**EXERCISE OBJECTIVE**
Write out all the entries word for word and omit any pictures.

(Records)
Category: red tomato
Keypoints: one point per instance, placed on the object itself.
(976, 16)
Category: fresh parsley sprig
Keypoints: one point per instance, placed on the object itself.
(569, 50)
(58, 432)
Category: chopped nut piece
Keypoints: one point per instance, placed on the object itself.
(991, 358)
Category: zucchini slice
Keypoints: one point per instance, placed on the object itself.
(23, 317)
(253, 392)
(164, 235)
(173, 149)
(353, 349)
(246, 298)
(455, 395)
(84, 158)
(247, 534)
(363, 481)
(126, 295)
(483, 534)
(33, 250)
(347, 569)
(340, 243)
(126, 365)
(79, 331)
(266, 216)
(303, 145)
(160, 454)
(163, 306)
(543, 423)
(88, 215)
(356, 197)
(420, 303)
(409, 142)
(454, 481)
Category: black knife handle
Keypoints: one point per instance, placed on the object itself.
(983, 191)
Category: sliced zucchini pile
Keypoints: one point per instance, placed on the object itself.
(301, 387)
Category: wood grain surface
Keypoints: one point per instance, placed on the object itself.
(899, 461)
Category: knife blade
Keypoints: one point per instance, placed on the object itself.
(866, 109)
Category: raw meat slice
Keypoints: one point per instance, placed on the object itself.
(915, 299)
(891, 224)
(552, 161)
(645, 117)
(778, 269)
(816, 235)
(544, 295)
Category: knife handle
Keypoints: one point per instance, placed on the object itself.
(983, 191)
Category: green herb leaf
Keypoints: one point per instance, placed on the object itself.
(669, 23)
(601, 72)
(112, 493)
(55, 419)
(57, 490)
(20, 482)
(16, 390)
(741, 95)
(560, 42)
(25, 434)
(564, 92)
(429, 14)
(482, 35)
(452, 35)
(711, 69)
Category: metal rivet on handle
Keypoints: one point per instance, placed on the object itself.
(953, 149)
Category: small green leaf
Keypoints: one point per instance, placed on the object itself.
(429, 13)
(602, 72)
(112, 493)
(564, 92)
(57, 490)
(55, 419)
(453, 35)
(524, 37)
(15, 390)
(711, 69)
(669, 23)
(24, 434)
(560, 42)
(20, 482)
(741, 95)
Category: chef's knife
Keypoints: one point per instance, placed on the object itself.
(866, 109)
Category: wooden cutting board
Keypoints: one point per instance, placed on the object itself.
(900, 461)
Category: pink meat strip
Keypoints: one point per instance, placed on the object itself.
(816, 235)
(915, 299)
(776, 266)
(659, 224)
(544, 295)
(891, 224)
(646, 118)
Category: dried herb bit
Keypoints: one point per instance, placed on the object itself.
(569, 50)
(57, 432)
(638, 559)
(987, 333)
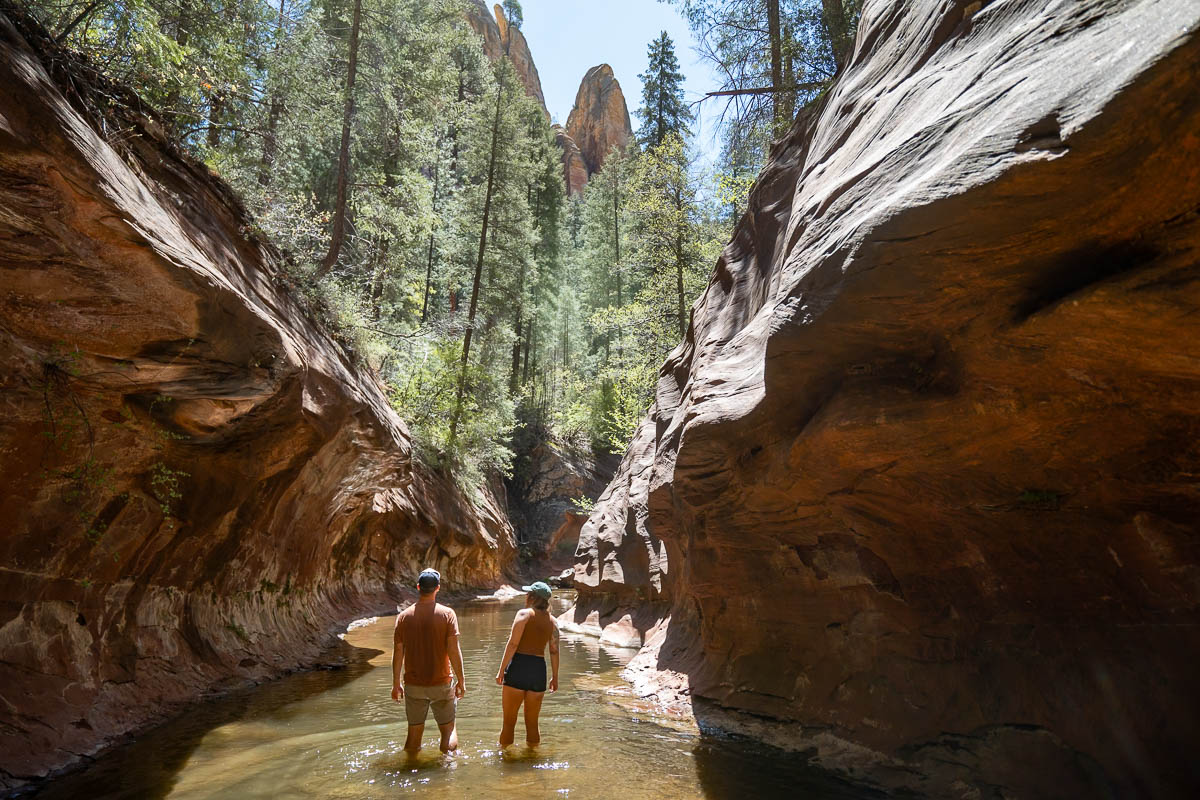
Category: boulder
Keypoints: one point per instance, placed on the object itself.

**COMPLETE OUTPUT**
Category: red tomato
Keypoints: one point per instance, placed on the object itself.
(976, 16)
Category: fresh parsley sprig
Keypoints: one point per instance, placed on the object itself.
(569, 50)
(58, 432)
Category: chopped nut piece
Keypoints: one point per instance, placed on the object itself.
(991, 358)
Category: zucchini slice
Keypoints: one point per instance, placed on the object itself.
(23, 317)
(253, 392)
(164, 235)
(173, 149)
(353, 349)
(246, 298)
(455, 395)
(84, 158)
(247, 534)
(363, 481)
(126, 295)
(483, 534)
(33, 250)
(347, 569)
(340, 243)
(126, 365)
(79, 331)
(266, 216)
(303, 145)
(160, 454)
(163, 306)
(543, 423)
(88, 215)
(356, 197)
(420, 303)
(409, 142)
(454, 481)
Category: black knife handle
Keypoints: one point per instance, placed on the object itself.
(983, 191)
Category: sliced zucchini pile
Keypoints: one point per instance, placed on the object itself.
(301, 387)
Category: wood grain surface
Keypoints: one point per instance, placed on the object itself.
(899, 461)
Category: knife blade
Keypoints: one point per instance, placed on the object itself.
(866, 109)
Category: raw meat slice
Keypoints: one point per instance, placed on the object itself.
(915, 299)
(891, 224)
(552, 161)
(645, 117)
(778, 269)
(816, 235)
(544, 295)
Category: knife handle
Keypoints: one point per instance, placed on the object itself.
(983, 191)
Category: green herb leaf
Keypoints: one point per instance, placed on the object itself.
(669, 23)
(601, 72)
(112, 493)
(55, 419)
(57, 490)
(20, 482)
(16, 390)
(741, 95)
(560, 42)
(25, 434)
(564, 92)
(429, 14)
(482, 35)
(452, 35)
(711, 69)
Category: metal rivet on handle
Keypoints: one point per instance, placed on the object itself.
(953, 149)
Category: small green leaf
Keypoints: one point per instance, placed on the object itself.
(429, 13)
(602, 72)
(112, 493)
(564, 92)
(57, 490)
(55, 419)
(453, 35)
(524, 37)
(15, 390)
(711, 69)
(669, 23)
(24, 434)
(560, 42)
(20, 482)
(741, 95)
Category: chef's knife
Keypoints: one point per instance, placed on the object itself.
(866, 109)
Category: wooden cutting board
Keypoints: one point per instance, placed on the object itself.
(900, 461)
Category: pink meat strip
Keypoints: one point per instance, placed on the object itself.
(816, 235)
(915, 299)
(776, 266)
(659, 224)
(544, 295)
(891, 224)
(646, 118)
Category: dried herb bit
Keypoints: one point per instance, placed on the object itself.
(569, 50)
(57, 432)
(638, 559)
(987, 333)
Category: boulder
Keypoints: one point per instance, placed on the object itself.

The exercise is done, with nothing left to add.